== Exercise prompt ==
The answer must be an exact copy of the records, with no pictures in it.

== Exercise inputs ==
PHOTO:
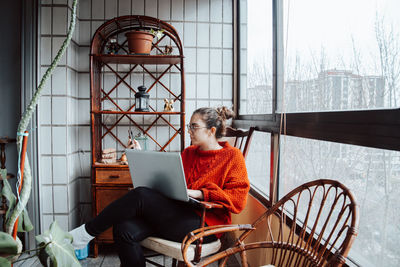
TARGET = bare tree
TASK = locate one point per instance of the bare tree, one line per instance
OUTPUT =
(389, 55)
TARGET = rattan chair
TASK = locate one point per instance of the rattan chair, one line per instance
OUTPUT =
(313, 225)
(237, 138)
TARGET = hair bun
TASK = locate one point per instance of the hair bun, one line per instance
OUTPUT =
(225, 113)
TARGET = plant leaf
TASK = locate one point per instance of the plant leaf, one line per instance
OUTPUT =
(7, 244)
(4, 262)
(59, 250)
(24, 223)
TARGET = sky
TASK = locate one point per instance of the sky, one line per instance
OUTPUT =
(331, 24)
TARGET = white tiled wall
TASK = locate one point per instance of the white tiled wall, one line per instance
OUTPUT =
(205, 27)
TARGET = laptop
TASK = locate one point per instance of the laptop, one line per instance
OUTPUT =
(161, 171)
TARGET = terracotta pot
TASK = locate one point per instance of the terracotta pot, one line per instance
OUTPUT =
(139, 42)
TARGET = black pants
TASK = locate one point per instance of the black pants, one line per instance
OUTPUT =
(142, 213)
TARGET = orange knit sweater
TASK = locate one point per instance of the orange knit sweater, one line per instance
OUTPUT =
(221, 175)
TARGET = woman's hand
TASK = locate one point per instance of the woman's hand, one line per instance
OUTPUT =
(197, 194)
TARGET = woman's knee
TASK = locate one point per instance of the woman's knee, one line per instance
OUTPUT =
(131, 231)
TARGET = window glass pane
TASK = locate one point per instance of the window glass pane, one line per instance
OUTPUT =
(255, 57)
(373, 175)
(258, 162)
(338, 57)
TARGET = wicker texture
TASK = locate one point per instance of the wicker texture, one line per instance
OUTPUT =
(326, 217)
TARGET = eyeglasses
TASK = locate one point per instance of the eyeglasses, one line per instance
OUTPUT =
(193, 128)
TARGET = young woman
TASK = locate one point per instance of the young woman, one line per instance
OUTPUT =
(214, 171)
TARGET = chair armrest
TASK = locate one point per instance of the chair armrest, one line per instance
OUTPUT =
(200, 233)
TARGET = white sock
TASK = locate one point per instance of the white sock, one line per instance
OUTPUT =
(80, 237)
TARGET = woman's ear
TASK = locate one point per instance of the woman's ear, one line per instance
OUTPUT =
(213, 130)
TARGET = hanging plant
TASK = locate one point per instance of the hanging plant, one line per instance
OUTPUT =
(53, 250)
(140, 42)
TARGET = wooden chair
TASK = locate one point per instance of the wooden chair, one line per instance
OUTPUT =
(313, 225)
(241, 140)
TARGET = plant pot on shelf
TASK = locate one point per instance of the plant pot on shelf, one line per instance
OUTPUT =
(139, 42)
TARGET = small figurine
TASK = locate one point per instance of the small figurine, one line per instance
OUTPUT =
(108, 156)
(168, 105)
(112, 47)
(132, 142)
(124, 159)
(168, 50)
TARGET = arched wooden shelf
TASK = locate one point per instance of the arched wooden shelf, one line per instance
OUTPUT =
(110, 181)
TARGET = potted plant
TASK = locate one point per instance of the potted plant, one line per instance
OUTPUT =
(140, 41)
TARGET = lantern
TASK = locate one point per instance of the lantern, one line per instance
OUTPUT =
(142, 99)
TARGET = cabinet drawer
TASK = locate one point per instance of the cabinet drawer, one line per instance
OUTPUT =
(113, 176)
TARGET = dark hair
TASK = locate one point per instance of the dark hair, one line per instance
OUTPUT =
(215, 117)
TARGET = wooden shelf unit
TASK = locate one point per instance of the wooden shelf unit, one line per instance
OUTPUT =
(111, 181)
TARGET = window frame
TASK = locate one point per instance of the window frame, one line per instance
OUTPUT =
(378, 128)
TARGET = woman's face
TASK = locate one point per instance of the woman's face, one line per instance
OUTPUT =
(199, 134)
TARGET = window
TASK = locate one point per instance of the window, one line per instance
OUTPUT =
(335, 55)
(373, 175)
(255, 57)
(258, 162)
(339, 58)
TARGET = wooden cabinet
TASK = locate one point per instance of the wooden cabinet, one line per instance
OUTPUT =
(115, 75)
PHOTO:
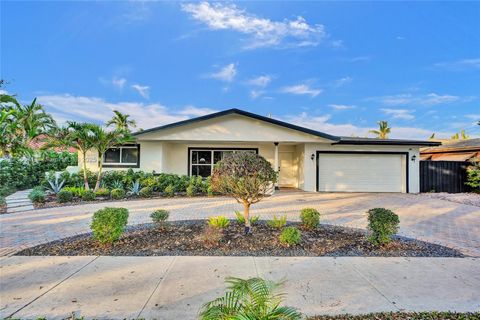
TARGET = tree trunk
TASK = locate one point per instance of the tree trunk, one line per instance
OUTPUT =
(85, 177)
(246, 215)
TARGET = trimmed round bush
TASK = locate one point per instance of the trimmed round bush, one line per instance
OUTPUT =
(64, 196)
(88, 195)
(383, 224)
(146, 192)
(102, 192)
(290, 236)
(117, 194)
(310, 218)
(108, 224)
(160, 216)
(37, 195)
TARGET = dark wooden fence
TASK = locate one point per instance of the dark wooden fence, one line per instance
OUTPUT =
(443, 176)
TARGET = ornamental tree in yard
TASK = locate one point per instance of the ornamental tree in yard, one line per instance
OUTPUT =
(246, 177)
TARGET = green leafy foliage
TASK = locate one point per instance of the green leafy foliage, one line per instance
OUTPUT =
(117, 194)
(160, 217)
(37, 195)
(108, 224)
(253, 298)
(278, 222)
(310, 218)
(218, 222)
(383, 224)
(64, 196)
(290, 236)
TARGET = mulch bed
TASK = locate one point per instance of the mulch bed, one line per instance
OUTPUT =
(189, 238)
(404, 316)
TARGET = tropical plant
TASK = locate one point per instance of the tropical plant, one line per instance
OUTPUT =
(245, 176)
(383, 130)
(253, 298)
(121, 121)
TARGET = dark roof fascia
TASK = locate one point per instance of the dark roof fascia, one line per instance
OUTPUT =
(389, 142)
(243, 113)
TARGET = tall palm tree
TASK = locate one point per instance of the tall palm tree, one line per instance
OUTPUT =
(383, 130)
(253, 298)
(103, 140)
(121, 121)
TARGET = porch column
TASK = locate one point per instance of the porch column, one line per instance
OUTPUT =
(275, 165)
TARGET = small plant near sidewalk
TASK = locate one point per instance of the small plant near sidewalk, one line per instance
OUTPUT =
(290, 236)
(253, 298)
(383, 224)
(88, 195)
(310, 218)
(64, 196)
(218, 222)
(241, 219)
(160, 217)
(108, 224)
(117, 194)
(37, 195)
(278, 222)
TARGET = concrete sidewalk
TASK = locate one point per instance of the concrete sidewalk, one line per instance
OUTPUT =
(176, 287)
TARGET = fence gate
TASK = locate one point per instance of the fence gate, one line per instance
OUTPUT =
(443, 176)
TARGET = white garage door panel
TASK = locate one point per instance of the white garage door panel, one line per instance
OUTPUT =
(361, 172)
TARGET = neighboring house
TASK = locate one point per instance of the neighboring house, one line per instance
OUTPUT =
(306, 159)
(456, 150)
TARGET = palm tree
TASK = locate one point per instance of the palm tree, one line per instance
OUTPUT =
(253, 298)
(103, 140)
(121, 121)
(383, 131)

== Output below ==
PHOTO:
TARGET = bare tree
TASK = locate one point per instance of the bare tree, one line per instance
OUTPUT =
(389, 55)
TARGET = rattan chair
TASK = locate one point per instance of the rattan chair, one line per instance
OUTPUT =
(313, 225)
(237, 138)
TARGET = hair bun
TASK = locate one point per instance of the hair bun, one line per instance
OUTPUT =
(225, 113)
TARGET = plant leaf
TASK = locate one point per instance of the plant leaf, one line per instance
OUTPUT =
(7, 244)
(4, 262)
(59, 250)
(24, 223)
TARGET = sky
TASK = locate one point per instance of the sky, one line per instance
OUTPUT =
(331, 24)
TARGET = white tiled wall
TASK = locate one point per instance of the white tiled wall, one line per instance
OUTPUT =
(205, 27)
TARGET = laptop
TASK = locate one point per instance of the laptop, one line per instance
OUTPUT =
(161, 171)
TARGET = terracotta pot
TASK = locate one point per instance of the terracotta pot, one line per instance
OUTPUT =
(139, 42)
TARGET = black pants
TASK = locate one point per instance of the black pants, one line per instance
OUTPUT =
(142, 213)
TARGET = orange knit sweater
TASK = locate one point per instance of the orange knit sweater, one line per instance
OUTPUT =
(221, 175)
TARGET = woman's hand
TASK = locate one point per instance of the woman's hand, one line per instance
OUTPUT =
(197, 194)
TARGET = woman's knee
TASK = locate one point per instance of the woman's knee, one line per instance
OUTPUT =
(131, 231)
TARGET = window glass pane
TASK = locate one point per instance of the window glass pane, one line per instance
OUTPUT =
(255, 57)
(373, 175)
(258, 162)
(338, 57)
TARGET = wicker texture
TASK = locate one point per instance of the wicker texture, one line per instance
OUTPUT =
(326, 217)
TARGET = eyeglasses
TASK = locate one point per instance of the eyeglasses, one line per instance
OUTPUT =
(193, 128)
TARGET = young woman
TASK = locate one point per instance of the young woman, one line per instance
OUTPUT =
(214, 171)
TARGET = chair armrest
TASK = locate one point per instance of the chair armrest, one line per instance
OUTPUT =
(200, 233)
TARGET = white sock
TASK = locate one point per instance of the white sock, one line per instance
OUTPUT =
(80, 237)
TARGET = woman's ear
TASK = locate one point per instance of the woman's ear, one line per instance
OUTPUT =
(213, 130)
TARGET = hanging plant
TASK = locate one point per instance of the hanging plant, one line per instance
OUTPUT =
(53, 250)
(140, 42)
TARGET = wooden chair
TASK = locate one point per instance of the wooden chair, one line per instance
OUTPUT =
(313, 225)
(241, 140)
TARGET = plant pot on shelf
TASK = locate one point per instance of the plant pot on shelf, one line per instance
OUTPUT =
(139, 42)
TARGET = small figurine
TASK = locate one point per instance of the small figurine, one line per instance
OUTPUT =
(108, 156)
(168, 105)
(112, 47)
(132, 142)
(124, 159)
(168, 50)
TARGET = arched wooden shelf
TASK = locate one point per instance of the arched wooden shelf, one line per instance
OUTPUT =
(110, 181)
TARGET = potted plant
TASK = locate one point per instance of the potted plant, one line per instance
OUTPUT =
(140, 41)
TARGET = lantern
TASK = locate one point per instance of the lantern, one line per instance
OUTPUT =
(142, 99)
TARGET = cabinet drawer
TASK = locate one point per instance of the cabinet drawer, one line per instance
OUTPUT =
(113, 176)
TARGET = dark hair
TASK = locate one point per instance of the dark hair, one line per instance
OUTPUT =
(215, 117)
TARGET = wooden shelf unit
TASK = locate one point per instance of the wooden shelf unit, one line per instance
OUTPUT =
(111, 181)
TARGET = window frame
TASK = locate one point per instance of the window frame, one line per instance
OUTPUT =
(378, 128)
TARGET = woman's face
TASK = locate one point per instance of the woman's face, one line per instance
OUTPUT =
(199, 134)
TARGET = window
TASK = locate one point per instance of the window, one line per instance
OUTPUT =
(335, 55)
(373, 175)
(255, 57)
(258, 162)
(339, 58)
TARGET = wooden cabinet
TASK = locate one point per instance of the wooden cabinet, one line per instance
OUTPUT =
(115, 75)
PHOTO:
TARGET = tree trunk
TASK = locate one point per instance of the tree trunk, one line per instance
OUTPUT =
(85, 177)
(246, 215)
TARGET = trimmed round bush
TASK = locate one point per instance of the trimmed round bush, one line per instance
OUTPUT =
(64, 196)
(88, 195)
(383, 224)
(146, 192)
(102, 192)
(290, 236)
(117, 194)
(310, 218)
(108, 224)
(160, 216)
(37, 195)
TARGET = dark wooden fence
TASK = locate one point per instance of the dark wooden fence, one line per instance
OUTPUT =
(443, 176)
TARGET = ornamental tree in yard
TASK = locate one point per instance of the ornamental tree in yard, one line per instance
OUTPUT =
(246, 177)
TARGET = green leafy foliage
TASK = locate one point per instance of the green leafy foliage, one line per instance
OUTPUT =
(117, 194)
(160, 217)
(37, 195)
(108, 224)
(253, 298)
(278, 222)
(310, 218)
(218, 222)
(383, 224)
(64, 196)
(290, 236)
TARGET = mulch bed
TASK = locate one point per instance of the mulch bed, one line per instance
OUTPUT =
(189, 238)
(404, 316)
TARGET = tropical plant
TASK = locate one point per instance of the tropical plant, one line per instance
OUTPUT =
(245, 176)
(383, 130)
(253, 298)
(121, 121)
TARGET = dark roof fascia
TASK = locate one point per instance of the dark roof fascia, one line per instance
OUTPUT =
(389, 142)
(243, 113)
TARGET = tall palm tree
TASK = locate one point per instance of the tall palm tree, one line per instance
OUTPUT =
(383, 130)
(253, 298)
(103, 140)
(121, 121)
TARGET = porch column
TASK = locate one point per instance of the porch column, one line per instance
OUTPUT =
(275, 165)
TARGET = small plant near sidewalk
TASK = locate one point per instance of the small plant near sidewalk, one line per instance
OUTPUT =
(290, 236)
(253, 298)
(383, 224)
(88, 195)
(310, 218)
(64, 196)
(218, 222)
(241, 219)
(160, 217)
(108, 224)
(117, 194)
(37, 195)
(278, 222)
TARGET = concrete sidewalk
TASK = locate one point per instance of the concrete sidewalk, one line per instance
OUTPUT =
(176, 287)
TARGET = fence gate
TASK = locate one point per instance of the fence gate, one line per instance
OUTPUT =
(443, 176)
TARGET = white garage door panel
TASK = locate one point per instance of the white garage door panel, one line per instance
OUTPUT =
(361, 172)
TARGET = neighboring house
TASK = locate one point per instance of the neighboring house, one line per instance
OUTPUT =
(306, 159)
(456, 150)
TARGET = palm tree
TASK = locate one point per instance of the palm tree, one line per instance
OUTPUT =
(253, 298)
(103, 140)
(121, 121)
(383, 131)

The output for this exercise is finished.